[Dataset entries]

- Opening Delimiter -

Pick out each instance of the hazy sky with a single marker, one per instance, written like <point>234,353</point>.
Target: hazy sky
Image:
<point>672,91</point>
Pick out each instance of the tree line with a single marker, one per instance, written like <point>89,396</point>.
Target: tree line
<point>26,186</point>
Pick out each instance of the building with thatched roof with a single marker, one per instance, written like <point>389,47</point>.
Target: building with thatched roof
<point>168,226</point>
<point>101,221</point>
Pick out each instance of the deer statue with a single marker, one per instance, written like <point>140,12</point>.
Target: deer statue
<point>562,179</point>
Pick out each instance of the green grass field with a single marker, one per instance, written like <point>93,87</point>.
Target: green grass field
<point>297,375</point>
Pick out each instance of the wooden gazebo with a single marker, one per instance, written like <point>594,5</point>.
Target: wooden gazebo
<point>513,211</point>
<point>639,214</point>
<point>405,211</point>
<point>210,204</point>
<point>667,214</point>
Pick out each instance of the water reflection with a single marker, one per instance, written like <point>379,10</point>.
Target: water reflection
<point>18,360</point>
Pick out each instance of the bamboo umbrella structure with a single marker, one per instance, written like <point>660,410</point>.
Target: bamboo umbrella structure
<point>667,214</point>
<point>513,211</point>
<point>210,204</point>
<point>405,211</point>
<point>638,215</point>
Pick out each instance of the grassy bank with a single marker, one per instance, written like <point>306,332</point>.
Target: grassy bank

- Closing Delimiter -

(What needs to be done): All of the data above should be output exactly.

(Answer):
Pick out each instance of the hazy sky with a single marker, one per instance, written like <point>234,353</point>.
Target: hazy sky
Image:
<point>672,91</point>
Pick out each instance of the tree line with a single marker, one per instance, written like <point>89,396</point>.
Target: tree line
<point>26,186</point>
Pick out each instance of the building with thatched roof with a single marker, one per instance, written like <point>389,47</point>.
Target: building with thatched roof
<point>168,226</point>
<point>101,221</point>
Pick out each instance of the deer statue with a single marker, one per instance, written like <point>140,12</point>.
Target: deer statue
<point>562,179</point>
Pick out each instance of the green grass field with a single marker, one per instance, written like <point>93,87</point>.
Target: green grass field
<point>297,375</point>
Pick out each instance of the wooden gazebo with a single marker, one per instance, written like <point>594,5</point>.
Target: wooden gazebo
<point>513,211</point>
<point>639,214</point>
<point>405,211</point>
<point>210,204</point>
<point>667,214</point>
Pick out each instance of the water reflection with a single marker, one per instance, written like <point>379,10</point>.
Target: water reflection
<point>18,360</point>
Pick out each instance of the bamboo umbrella structure with a single marker, one per instance, written like <point>660,410</point>.
Target: bamboo umbrella structure
<point>667,214</point>
<point>513,211</point>
<point>210,204</point>
<point>405,211</point>
<point>638,215</point>
Pick out each instance of the grassy bank with a single marker, one per instance, written like <point>306,332</point>.
Target: grassy bank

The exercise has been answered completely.